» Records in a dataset
══════
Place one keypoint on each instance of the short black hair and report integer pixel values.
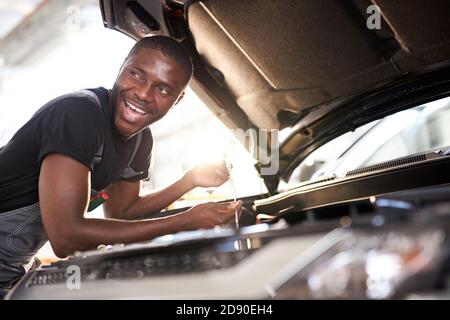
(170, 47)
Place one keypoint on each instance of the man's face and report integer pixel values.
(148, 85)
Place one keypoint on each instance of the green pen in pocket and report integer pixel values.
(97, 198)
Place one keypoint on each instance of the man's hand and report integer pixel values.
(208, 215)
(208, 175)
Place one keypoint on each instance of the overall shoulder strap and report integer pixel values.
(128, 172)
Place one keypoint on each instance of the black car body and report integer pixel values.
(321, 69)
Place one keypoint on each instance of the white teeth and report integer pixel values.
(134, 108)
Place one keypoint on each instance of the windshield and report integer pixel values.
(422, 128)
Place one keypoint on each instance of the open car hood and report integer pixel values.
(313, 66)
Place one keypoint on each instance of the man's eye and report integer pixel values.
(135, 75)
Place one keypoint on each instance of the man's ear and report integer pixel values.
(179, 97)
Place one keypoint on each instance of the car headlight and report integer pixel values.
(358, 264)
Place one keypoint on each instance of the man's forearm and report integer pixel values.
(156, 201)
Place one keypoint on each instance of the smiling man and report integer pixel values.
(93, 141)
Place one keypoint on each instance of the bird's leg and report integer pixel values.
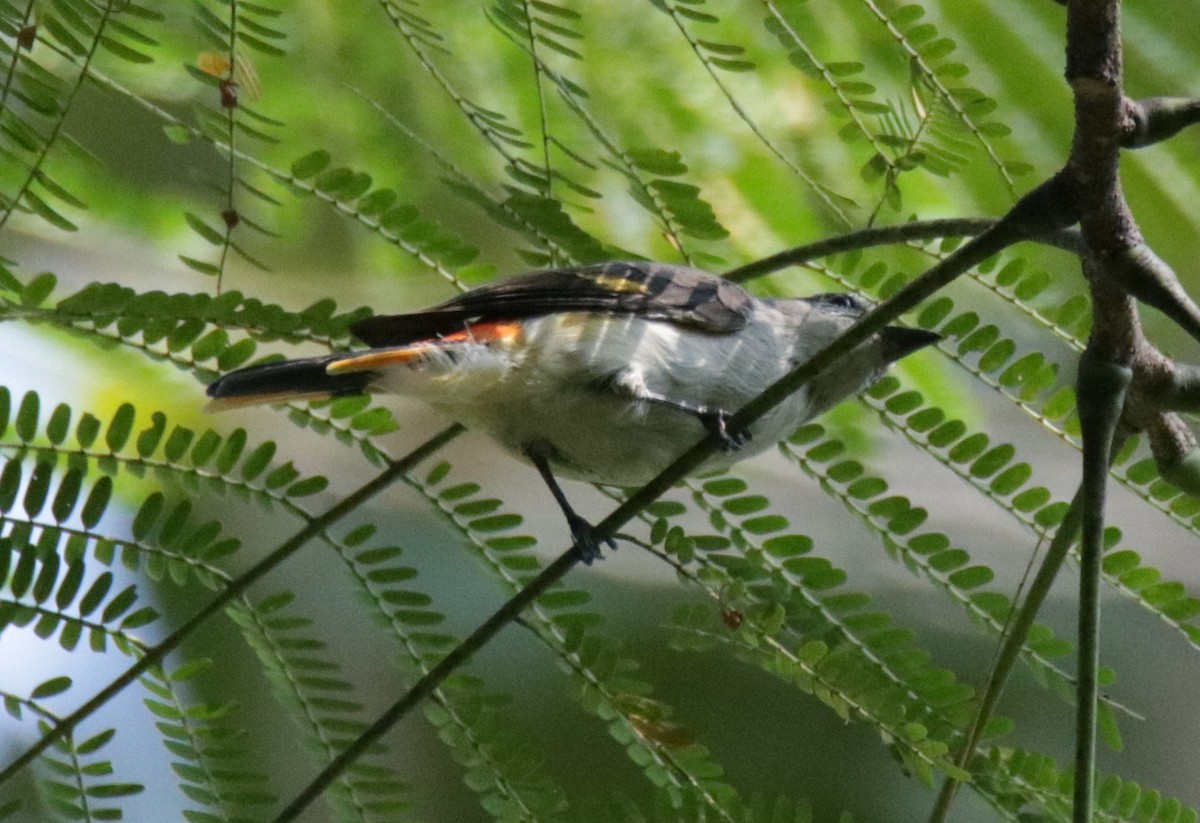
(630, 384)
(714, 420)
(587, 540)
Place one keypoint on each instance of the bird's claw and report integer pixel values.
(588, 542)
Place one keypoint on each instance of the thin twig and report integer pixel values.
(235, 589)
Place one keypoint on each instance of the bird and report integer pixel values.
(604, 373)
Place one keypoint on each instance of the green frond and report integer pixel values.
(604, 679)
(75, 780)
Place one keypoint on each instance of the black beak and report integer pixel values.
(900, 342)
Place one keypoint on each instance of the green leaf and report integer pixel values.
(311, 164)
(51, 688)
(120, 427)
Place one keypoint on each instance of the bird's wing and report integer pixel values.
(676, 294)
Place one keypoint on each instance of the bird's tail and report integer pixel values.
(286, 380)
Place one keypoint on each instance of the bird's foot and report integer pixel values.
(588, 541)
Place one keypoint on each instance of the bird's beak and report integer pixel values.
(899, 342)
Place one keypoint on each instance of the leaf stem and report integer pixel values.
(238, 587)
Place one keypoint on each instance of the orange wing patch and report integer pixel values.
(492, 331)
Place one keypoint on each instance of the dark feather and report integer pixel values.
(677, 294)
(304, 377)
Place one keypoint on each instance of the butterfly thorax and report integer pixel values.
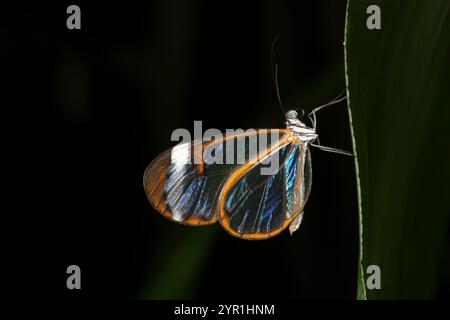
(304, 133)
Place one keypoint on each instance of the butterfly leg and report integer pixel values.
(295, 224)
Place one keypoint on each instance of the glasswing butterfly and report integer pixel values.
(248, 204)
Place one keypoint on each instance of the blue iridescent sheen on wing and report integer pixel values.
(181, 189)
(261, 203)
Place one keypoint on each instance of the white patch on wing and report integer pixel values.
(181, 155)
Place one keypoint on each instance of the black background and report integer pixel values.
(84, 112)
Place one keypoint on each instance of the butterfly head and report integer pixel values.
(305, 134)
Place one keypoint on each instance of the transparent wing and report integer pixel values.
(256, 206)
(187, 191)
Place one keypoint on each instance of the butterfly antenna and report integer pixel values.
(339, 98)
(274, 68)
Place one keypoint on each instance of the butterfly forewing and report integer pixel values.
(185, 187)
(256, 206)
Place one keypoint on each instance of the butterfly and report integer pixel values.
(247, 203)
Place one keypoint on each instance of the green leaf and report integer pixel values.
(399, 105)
══════
» STATED GOAL
Return each line of the items above verbatim, leaving out the pictures.

» CORRECT OUTPUT
Place one keypoint on each instance of the short black hair and report integer pixel values.
(170, 47)
Place one keypoint on each instance of the man's face and report integer pixel values.
(148, 85)
Place one keypoint on each instance of the green pen in pocket and report integer pixel values.
(97, 198)
Place one keypoint on each instance of the man's hand and report integer pixel values.
(208, 215)
(208, 175)
Place one keypoint on each instance of the overall shoulder strap and report integer pixel values.
(128, 172)
Place one keypoint on each instance of the black car body and report integer pixel values.
(321, 69)
Place one keypoint on each instance of the white teeth and report integer pixel values.
(134, 108)
Place one keypoint on each instance of the windshield and report integer pixel values.
(422, 128)
Place one keypoint on each instance of the open car hood and report integer pixel values.
(313, 66)
Place one keypoint on each instance of the man's eye and report integer pixel values.
(135, 75)
Place one keypoint on each instance of the man's ear and report integer pixel values.
(179, 97)
Place one keypoint on each instance of the car headlight and report integer pixel values.
(358, 264)
Place one keypoint on each instance of the man's forearm and report integer pixel values.
(156, 201)
Place one keypoint on each instance of the smiling man and report integer pixel values.
(93, 141)
Place one keypoint on each instance of the bird's leg and report integer pixel values.
(630, 384)
(714, 420)
(587, 540)
Place one keypoint on each instance of the bird's claw and report integer pixel values.
(588, 542)
Place one keypoint on each instance of the thin twig and report integer pixel values.
(235, 589)
Place one keypoint on each instance of the bird and report integer pixel values.
(604, 373)
Place one keypoint on each instance of the green frond and report integer pixel values.
(604, 679)
(75, 780)
Place one keypoint on each instance of the black beak and report integer pixel values.
(900, 342)
Place one keypoint on each instance of the green leaf and report integer pixel values.
(311, 164)
(51, 688)
(120, 427)
Place one keypoint on each instance of the bird's wing and report integer pixel values.
(676, 294)
Place one keypoint on each instance of the bird's tail and report integer pixel values.
(286, 380)
Place one keypoint on each instance of the bird's foot and report integer pixel values.
(588, 541)
Place one keypoint on each instance of the bird's beak and report integer pixel values.
(899, 342)
Place one keypoint on each instance of the leaf stem and report integer pixel values.
(238, 587)
Place one keypoint on each instance of the orange wing patch and report integer pixel values.
(492, 331)
Place one keypoint on each instance of the dark feather and report integer pixel values.
(677, 294)
(304, 377)
Place one keypoint on each instance of the butterfly thorax and report integer pixel values.
(304, 133)
Place one keypoint on each instance of the butterfly leg and report integer pixel values.
(295, 224)
Place one keypoint on each instance of the glasswing butterfly and report integer pixel values.
(248, 204)
Place one keypoint on each instance of the blue iridescent sheen on wing and report integer pixel values.
(181, 189)
(261, 203)
Place one keypoint on each instance of the white patch on wing and report integer pixel values.
(181, 155)
Place one keypoint on each instance of the black background and report integer pixel values.
(84, 112)
Place one keypoint on each instance of the butterfly head and report integer pixel values.
(305, 134)
Place one keypoint on each instance of the transparent wing and report integer pixel values.
(256, 206)
(187, 191)
Place one keypoint on each instance of the butterfly antenna and report integer pixel values.
(339, 98)
(274, 68)
Place one keypoint on each instance of the butterfly forewing and report integer pixel values.
(185, 187)
(256, 206)
Place one keypoint on each instance of the butterfly and report integer pixel values.
(247, 203)
Place one keypoint on each instance of the green leaf and report integer pixel values.
(399, 105)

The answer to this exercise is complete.